═════ Material shown

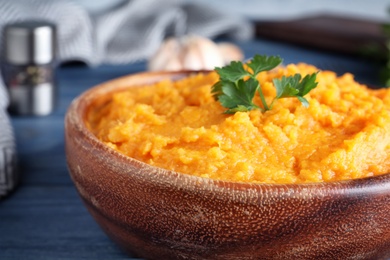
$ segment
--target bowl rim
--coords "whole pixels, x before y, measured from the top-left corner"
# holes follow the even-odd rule
[[[152,166],[145,162],[134,159],[130,156],[124,155],[119,151],[116,151],[113,148],[110,148],[102,141],[100,141],[91,131],[88,130],[87,125],[85,124],[85,116],[89,105],[96,101],[98,97],[101,97],[104,94],[110,94],[113,92],[125,90],[131,87],[146,86],[152,83],[158,82],[163,79],[178,80],[185,76],[189,76],[196,73],[208,73],[208,70],[192,71],[192,70],[183,70],[183,71],[158,71],[158,72],[138,72],[129,75],[125,75],[119,78],[114,78],[109,81],[105,81],[98,85],[95,85],[86,91],[79,94],[74,98],[71,104],[68,107],[68,110],[65,114],[65,128],[73,127],[83,138],[88,140],[96,149],[107,152],[110,155],[119,158],[122,162],[130,163],[136,167],[143,168],[144,170],[149,170],[153,174],[165,175],[165,177],[170,177],[178,179],[178,181],[190,181],[192,183],[207,183],[207,185],[202,185],[202,189],[216,192],[216,190],[229,189],[230,191],[248,191],[248,190],[269,190],[276,189],[280,192],[294,191],[303,192],[310,190],[310,194],[317,194],[319,196],[325,196],[324,190],[327,190],[327,195],[329,195],[329,190],[332,190],[332,193],[345,193],[348,188],[349,194],[359,194],[362,189],[365,191],[368,190],[367,187],[370,187],[371,192],[373,193],[382,193],[386,190],[390,190],[390,173],[385,173],[377,176],[370,176],[358,179],[350,180],[338,180],[332,182],[311,182],[311,183],[252,183],[252,182],[234,182],[228,180],[216,180],[211,178],[205,178],[200,176],[194,176],[186,173],[180,173],[173,170],[164,169],[157,166]],[[145,79],[149,78],[147,83]],[[134,81],[132,81],[134,80]],[[129,81],[132,81],[131,84],[128,84]],[[148,175],[143,177],[149,178],[148,181],[155,181],[156,178],[151,178]],[[185,187],[182,185],[181,188]],[[351,190],[352,189],[352,190]],[[305,194],[303,194],[305,195]]]

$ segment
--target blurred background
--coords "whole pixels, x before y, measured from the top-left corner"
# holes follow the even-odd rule
[[[126,0],[74,0],[91,12],[99,12]],[[164,2],[164,1],[161,1]],[[389,0],[184,0],[208,4],[251,19],[291,19],[318,13],[388,21]]]

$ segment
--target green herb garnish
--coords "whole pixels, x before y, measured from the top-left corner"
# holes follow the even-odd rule
[[[310,90],[317,86],[317,73],[305,76],[302,80],[300,74],[274,79],[276,96],[270,104],[267,104],[257,75],[262,71],[269,71],[276,68],[282,59],[279,56],[255,55],[247,65],[253,72],[244,68],[240,61],[232,61],[229,65],[222,68],[215,68],[219,74],[219,81],[211,89],[215,100],[218,100],[222,106],[228,108],[227,114],[235,112],[250,111],[260,109],[263,112],[270,110],[277,99],[296,97],[304,106],[308,106],[308,101],[303,97]],[[260,96],[263,108],[253,103],[256,92]]]

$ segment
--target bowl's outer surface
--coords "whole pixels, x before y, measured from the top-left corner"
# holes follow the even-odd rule
[[[152,167],[86,128],[107,93],[188,75],[145,73],[99,85],[65,119],[68,167],[90,213],[123,249],[148,259],[387,259],[390,174],[327,184],[215,181]]]

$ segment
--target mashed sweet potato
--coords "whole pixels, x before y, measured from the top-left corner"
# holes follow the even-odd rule
[[[262,72],[259,80],[269,103],[273,78],[316,71],[288,65]],[[216,73],[197,74],[115,93],[90,109],[87,125],[125,155],[213,179],[307,183],[390,172],[390,90],[321,71],[318,87],[305,96],[308,108],[285,98],[265,113],[227,115],[210,94],[217,80]]]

══════════

Restate the material above word for word, so that nothing changes except that the pictures are gone.

Answer to the problem
$ segment
--target bowl rim
--coords "whole pixels, x before y, measured from the top-left corner"
# holes follow the even-odd rule
[[[152,166],[145,162],[134,159],[130,156],[124,155],[119,151],[116,151],[113,148],[110,148],[102,141],[100,141],[91,131],[88,130],[87,125],[85,124],[85,116],[89,105],[96,101],[98,97],[101,97],[104,94],[110,94],[113,92],[125,90],[131,87],[146,86],[152,83],[158,82],[163,79],[178,80],[185,76],[189,76],[196,73],[208,73],[208,70],[192,71],[192,70],[183,70],[183,71],[158,71],[158,72],[138,72],[129,75],[125,75],[119,78],[114,78],[109,81],[105,81],[98,85],[95,85],[86,91],[79,94],[74,98],[71,104],[68,107],[68,110],[65,114],[65,128],[73,127],[83,138],[88,140],[96,149],[107,152],[110,155],[119,158],[122,162],[130,163],[136,167],[143,168],[144,170],[149,170],[153,174],[165,175],[165,177],[170,177],[178,179],[178,181],[190,181],[192,183],[207,183],[207,185],[202,185],[202,189],[216,192],[216,190],[229,189],[230,191],[248,191],[248,190],[269,190],[276,189],[280,192],[294,191],[303,192],[310,190],[310,194],[317,194],[319,196],[325,196],[324,190],[327,190],[327,195],[329,195],[329,190],[332,190],[332,193],[345,193],[348,188],[349,194],[359,194],[362,189],[365,191],[368,190],[367,187],[370,187],[371,192],[373,193],[382,193],[386,190],[390,190],[390,173],[385,173],[377,176],[370,176],[358,179],[350,180],[338,180],[332,182],[311,182],[311,183],[252,183],[252,182],[234,182],[228,180],[216,180],[211,178],[205,178],[200,176],[194,176],[186,173],[180,173],[173,170],[164,169],[157,166]],[[145,79],[149,78],[147,83]],[[134,81],[132,81],[134,80]],[[129,81],[132,81],[131,84],[128,84]],[[148,175],[143,177],[149,178],[148,181],[155,181],[156,178],[151,178]],[[185,187],[182,185],[181,188]],[[351,190],[352,189],[352,190]],[[305,194],[303,194],[305,195]]]

$ segment
--target blurred background
--coords "whole pixels, x before y, measured from the top-left corner"
# holes follow the even-odd rule
[[[126,0],[74,0],[91,12],[99,12]],[[164,2],[164,1],[161,1]],[[389,0],[184,0],[208,4],[251,19],[291,19],[318,13],[388,21]]]

$ segment
--target green herb garnish
--coords "whole pixels, x before y, measured from the top-left corner"
# holes follow the even-odd rule
[[[310,90],[317,86],[317,73],[305,76],[302,80],[300,74],[274,79],[276,96],[270,104],[267,104],[257,75],[262,71],[269,71],[276,68],[282,59],[279,56],[255,55],[247,65],[253,72],[244,68],[240,61],[232,61],[229,65],[222,68],[215,68],[219,74],[219,81],[211,89],[215,100],[218,100],[222,106],[228,108],[227,114],[235,112],[250,111],[260,109],[263,112],[270,110],[277,99],[296,97],[304,106],[308,106],[308,101],[303,97]],[[260,96],[263,108],[253,103],[256,92]]]

$ segment
--target bowl's outer surface
--coords "whole pixels, x before y, measured from the top-left corner"
# holes follow the even-odd rule
[[[152,167],[86,128],[107,93],[188,75],[145,73],[99,85],[65,119],[68,167],[90,213],[123,249],[148,259],[387,259],[390,174],[327,184],[215,181]]]

$ segment
--target mashed sweet potato
--coords "whole pixels, x before y, measured from the top-left corner"
# holes follow the even-odd rule
[[[262,72],[259,80],[269,103],[273,78],[316,71],[288,65]],[[216,73],[197,74],[115,93],[90,109],[87,125],[125,155],[213,179],[307,183],[390,172],[390,90],[321,71],[318,87],[305,96],[308,108],[285,98],[265,113],[227,115],[210,94],[217,80]]]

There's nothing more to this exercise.